### [Page excerpt]
▬▬▬▬▬▬

Message326583
I should have spelled this out before: these are all permutations, so in general permuting the result space of `x * mult + y` (or any other permutation involving x and y) is exactly the same as not permuting it but applying a different permutation to y instead.
Specifically, the sequence:
x = x * mult + y (mod 2**N)
x = P(x) # P is any permutation of N-bit integers
is the same as (and this isn't "deep" - it's trivial):
x = x * mult + Q(y, x) (mod 2**N)
where Q(y, x) = P(x * mult + y) - x * mult (mod 2**N)
Q is a "richer" class of permutation though, because it's a different permutation for each fixed value of `x`, and uses multiplication to help disperse bits.
While it would take a lot of work to quantify this, in my experiments the tuple hash is significantly less touchy when permuting x after than when permuting y before, presumably because Q is richer.
The two tuple hash tests have many inputs whose tuple component hashes have very similar (even identical) bit patterns. There's only so much dirt-simple permutations (like "y ^= y << 1") can do to break the patterns. So, e.g., change a shift count, change the multiplier, ..., and at least one of those two tests fails depressingly often. Not spectacularly, but over the limit they allow. Q(y, x) does a far better job of magnifying small differences.

▬▬▬▬▬▬

### [Written tasks]
A. List every formula in the tuple hash message that ends with "(mod 2**N)".
B. Please output everything in the tuple hash message from "Message326583" down to "Q is richer.".

[Excerpt from a dataset]
▬▬▬▬▬▬

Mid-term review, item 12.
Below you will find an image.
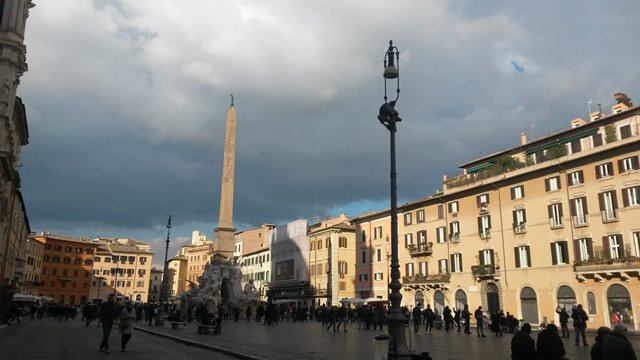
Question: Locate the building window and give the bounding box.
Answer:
[511,185,524,200]
[569,196,589,227]
[418,261,427,276]
[547,203,564,229]
[451,253,462,273]
[438,259,449,275]
[404,212,412,225]
[574,238,593,261]
[373,226,382,239]
[478,249,494,265]
[404,233,413,248]
[567,170,584,186]
[602,234,624,259]
[544,176,560,192]
[551,241,569,265]
[622,186,640,207]
[618,156,638,173]
[513,209,527,234]
[598,190,618,222]
[515,246,531,269]
[478,215,491,240]
[417,230,427,244]
[449,221,460,243]
[596,162,613,179]
[631,231,640,257]
[448,201,458,214]
[436,226,447,244]
[338,237,348,248]
[620,124,631,139]
[404,263,415,276]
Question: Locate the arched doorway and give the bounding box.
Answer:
[414,290,424,309]
[520,286,539,324]
[607,284,635,330]
[433,290,444,315]
[456,289,467,309]
[487,283,500,314]
[557,285,578,314]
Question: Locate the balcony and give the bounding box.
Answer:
[408,242,433,257]
[600,209,619,223]
[513,221,527,235]
[573,257,640,282]
[471,265,496,279]
[549,218,564,229]
[402,274,451,290]
[573,214,589,227]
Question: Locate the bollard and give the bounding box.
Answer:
[373,334,391,360]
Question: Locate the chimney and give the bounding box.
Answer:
[571,118,587,129]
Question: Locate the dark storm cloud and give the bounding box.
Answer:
[19,0,640,262]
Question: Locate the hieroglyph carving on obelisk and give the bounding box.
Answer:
[214,95,236,257]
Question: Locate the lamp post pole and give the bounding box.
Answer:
[378,41,411,359]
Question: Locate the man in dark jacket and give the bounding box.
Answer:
[100,294,117,353]
[602,325,638,360]
[511,323,536,360]
[537,324,566,360]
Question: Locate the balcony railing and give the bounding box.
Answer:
[402,274,451,285]
[600,209,618,222]
[573,257,640,272]
[408,242,433,256]
[549,218,564,229]
[573,214,589,227]
[471,265,496,277]
[513,221,527,234]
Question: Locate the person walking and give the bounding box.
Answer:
[602,325,638,360]
[591,326,611,360]
[571,304,589,346]
[462,304,471,335]
[424,304,436,334]
[412,305,422,334]
[100,294,117,353]
[120,300,136,352]
[473,306,486,337]
[537,324,566,360]
[556,305,571,339]
[511,323,536,360]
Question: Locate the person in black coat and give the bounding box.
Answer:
[602,325,638,360]
[591,326,611,360]
[511,323,536,360]
[537,324,567,360]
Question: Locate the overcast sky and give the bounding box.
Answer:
[18,0,640,264]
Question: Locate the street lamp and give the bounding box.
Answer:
[378,41,411,359]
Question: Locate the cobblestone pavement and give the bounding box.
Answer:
[0,319,640,360]
[0,319,237,360]
[132,320,640,360]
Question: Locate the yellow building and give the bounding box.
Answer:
[307,215,356,306]
[354,94,640,329]
[90,238,153,302]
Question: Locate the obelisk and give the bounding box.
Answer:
[213,95,236,258]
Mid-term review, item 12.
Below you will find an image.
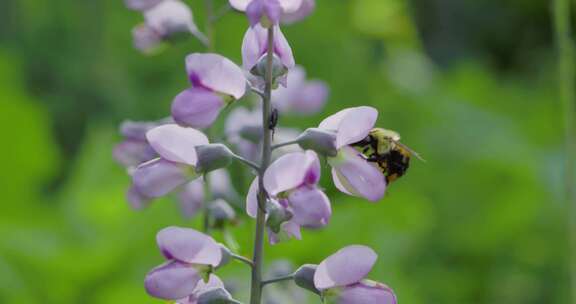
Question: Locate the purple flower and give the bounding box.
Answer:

▬▬▬▬▬▬

### [Answers per task]
A.
x = x * mult + y (mod 2**N)
x = x * mult + Q(y, x) (mod 2**N)
Q(y, x) = P(x * mult + y) - x * mult (mod 2**N)

B.
Message326583
I should have spelled this out before: these are all permutations, so in general permuting the result space of `x * mult + y` (or any other permutation involving x and y) is exactly the same as not permuting it but applying a different permutation to y instead.
Specifically, the sequence:
x = x * mult + y (mod 2**N)
x = P(x) # P is any permutation of N-bit integers
is the same as (and this isn't "deep" - it's trivial):
x = x * mult + Q(y, x) (mod 2**N)
where Q(y, x) = P(x * mult + y) - x * mult (mod 2**N)
Q is a "richer" class of permutation though, because it's a different permutation for each fixed value of `x`, and uses multiplication to help disperse bits.
While it would take a lot of work to quantify this, in my experiments the tuple hash is significantly less touchy when permuting x after than when permuting y before, presumably because Q is richer.